[Material supplied — start]

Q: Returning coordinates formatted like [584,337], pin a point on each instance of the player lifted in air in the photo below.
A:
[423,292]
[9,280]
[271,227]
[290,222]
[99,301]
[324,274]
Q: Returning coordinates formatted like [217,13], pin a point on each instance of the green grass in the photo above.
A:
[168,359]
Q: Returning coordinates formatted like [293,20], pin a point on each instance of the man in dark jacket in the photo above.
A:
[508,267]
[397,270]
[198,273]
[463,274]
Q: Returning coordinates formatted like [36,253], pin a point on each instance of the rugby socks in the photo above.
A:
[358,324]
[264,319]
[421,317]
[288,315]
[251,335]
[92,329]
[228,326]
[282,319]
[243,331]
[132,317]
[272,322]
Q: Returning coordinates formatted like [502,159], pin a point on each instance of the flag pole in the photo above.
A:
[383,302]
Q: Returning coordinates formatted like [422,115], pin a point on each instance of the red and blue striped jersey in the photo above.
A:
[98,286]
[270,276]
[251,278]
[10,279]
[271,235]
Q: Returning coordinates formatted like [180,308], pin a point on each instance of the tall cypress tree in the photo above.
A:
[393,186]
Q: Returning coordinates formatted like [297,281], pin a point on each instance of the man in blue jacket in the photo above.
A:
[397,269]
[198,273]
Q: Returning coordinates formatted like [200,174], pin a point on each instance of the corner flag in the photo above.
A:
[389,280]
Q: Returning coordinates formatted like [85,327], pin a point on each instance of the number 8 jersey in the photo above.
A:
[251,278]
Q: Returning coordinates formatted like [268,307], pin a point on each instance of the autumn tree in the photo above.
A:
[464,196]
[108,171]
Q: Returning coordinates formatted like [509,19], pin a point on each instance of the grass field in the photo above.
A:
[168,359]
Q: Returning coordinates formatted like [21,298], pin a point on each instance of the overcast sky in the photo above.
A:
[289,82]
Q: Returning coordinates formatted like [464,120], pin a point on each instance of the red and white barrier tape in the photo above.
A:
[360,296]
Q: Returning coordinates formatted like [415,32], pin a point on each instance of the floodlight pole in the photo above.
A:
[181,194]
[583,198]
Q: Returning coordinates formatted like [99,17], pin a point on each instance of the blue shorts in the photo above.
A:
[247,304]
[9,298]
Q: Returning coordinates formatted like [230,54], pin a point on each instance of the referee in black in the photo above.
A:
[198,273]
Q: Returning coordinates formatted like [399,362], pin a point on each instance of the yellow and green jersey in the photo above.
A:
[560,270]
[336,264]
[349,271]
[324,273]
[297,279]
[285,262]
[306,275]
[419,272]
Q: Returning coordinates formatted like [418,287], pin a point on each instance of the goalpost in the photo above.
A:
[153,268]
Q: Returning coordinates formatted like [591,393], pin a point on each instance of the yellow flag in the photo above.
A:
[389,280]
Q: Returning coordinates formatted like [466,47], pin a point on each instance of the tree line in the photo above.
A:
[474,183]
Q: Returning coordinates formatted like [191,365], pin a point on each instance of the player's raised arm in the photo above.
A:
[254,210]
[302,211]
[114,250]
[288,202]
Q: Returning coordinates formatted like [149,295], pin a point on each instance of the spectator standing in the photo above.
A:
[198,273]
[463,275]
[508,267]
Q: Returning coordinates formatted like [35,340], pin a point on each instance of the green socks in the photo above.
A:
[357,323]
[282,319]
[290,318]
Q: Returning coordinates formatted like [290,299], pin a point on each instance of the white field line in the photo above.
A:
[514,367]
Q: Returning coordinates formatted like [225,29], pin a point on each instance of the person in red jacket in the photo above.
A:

[Material supplied — finish]

Activity
Using the listing above, reproduce each line without omission.

Result of this task
Q: Returning coordinates formatted like [584,337], pin a point on each instance of the player lifted in air in the photo below.
A:
[423,292]
[9,280]
[271,227]
[290,222]
[99,301]
[324,274]
Q: Returning coordinates formatted like [217,13], pin a point on each instance of the green grass in the photo above.
A:
[168,359]
Q: Returning coordinates formatted like [293,20], pin a point on each instance of the man in dark jacket in the photo above.
A:
[508,267]
[397,270]
[198,273]
[463,274]
Q: Returning coordinates formatted like [36,253], pin a point on each instance of the rugby socks in the photo above.
A:
[358,324]
[264,319]
[421,317]
[288,315]
[251,335]
[92,329]
[228,326]
[282,319]
[243,331]
[132,317]
[272,322]
Q: Returning coordinates formatted like [502,159], pin a point on each instance of the flag pole in the photo above.
A:
[383,302]
Q: Returning coordinates formatted like [422,115], pin a point on each instance of the red and blue striped jersey in the photo above.
A:
[98,286]
[270,276]
[251,278]
[10,279]
[271,235]
Q: Returning coordinates formatted like [180,308], pin a point on each instance of the tall cypress tree in the photo above.
A:
[393,186]
Q: Returning coordinates formatted like [297,281], pin a point on each instance of the man in blue jacket in the photo above.
A:
[397,269]
[198,273]
Q: Returning coordinates formatted like [200,174], pin a point on each instance of the corner flag in the photo above.
A:
[389,280]
Q: Returning coordinates formatted like [85,327], pin a point on each instance of the number 8 jersey in the photo above.
A:
[251,278]
Q: Returning coordinates formatted like [268,307], pin a point on each instance of the autumn tree in the photo above.
A:
[464,196]
[108,171]
Q: Returning coordinates formatted like [509,19], pin a point on each instance of the grass field in the photo above.
A:
[168,359]
Q: Returning coordinates formatted like [21,298], pin a point on each instance of the overcast sky in the photo above.
A:
[289,82]
Q: Returning coordinates formatted like [464,120], pin a point on each instance of the red and white barrier tape in the photo above.
A:
[360,296]
Q: Returning coordinates formatted like [415,32], pin a point on each instance of the floodlight pole in the photo above.
A:
[181,194]
[583,198]
Q: Returning coordinates formatted like [99,17], pin a point on each instance of the blue shorts in the photo above.
A:
[247,304]
[9,298]
Q: Returning coordinates formatted like [230,54], pin a point on each instance of the referee in black in the photo above.
A:
[198,273]
Q: Returning coordinates formatted like [399,362], pin a point on each instance of the yellow and green jersey in the photo above.
A:
[560,270]
[336,264]
[349,271]
[324,273]
[297,279]
[285,262]
[306,275]
[419,272]
Q: Returning coordinates formatted like [418,287], pin a point on each instance of the goalpost in the photo above.
A:
[153,268]
Q: Returning coordinates formatted like [591,393], pin a point on each instance of the yellow flag in the photo above.
A:
[389,280]
Q: Returning coordinates formatted like [466,47], pin a point on each instance of the tree line in the photo above.
A:
[474,183]
Q: Returning coordinates formatted like [191,365], pin a point on each instance of the player's raised arm in the photo above.
A:
[254,210]
[302,211]
[114,250]
[288,202]
Q: Returning coordinates formatted like [149,295], pin a point on each instance of the spectator standing in the photo above.
A:
[198,273]
[463,275]
[508,267]
Q: Returning coordinates formatted like [35,340], pin a point on each instance of the green socks in the photo above.
A:
[357,323]
[282,319]
[290,318]
Q: Returning coordinates formatted like [290,299], pin a point on each instance of the white field line in the photo above.
A:
[514,367]
Q: Returning coordinates formatted like [225,29], pin a point on each instance of the person in red jacket in the photo above.
A:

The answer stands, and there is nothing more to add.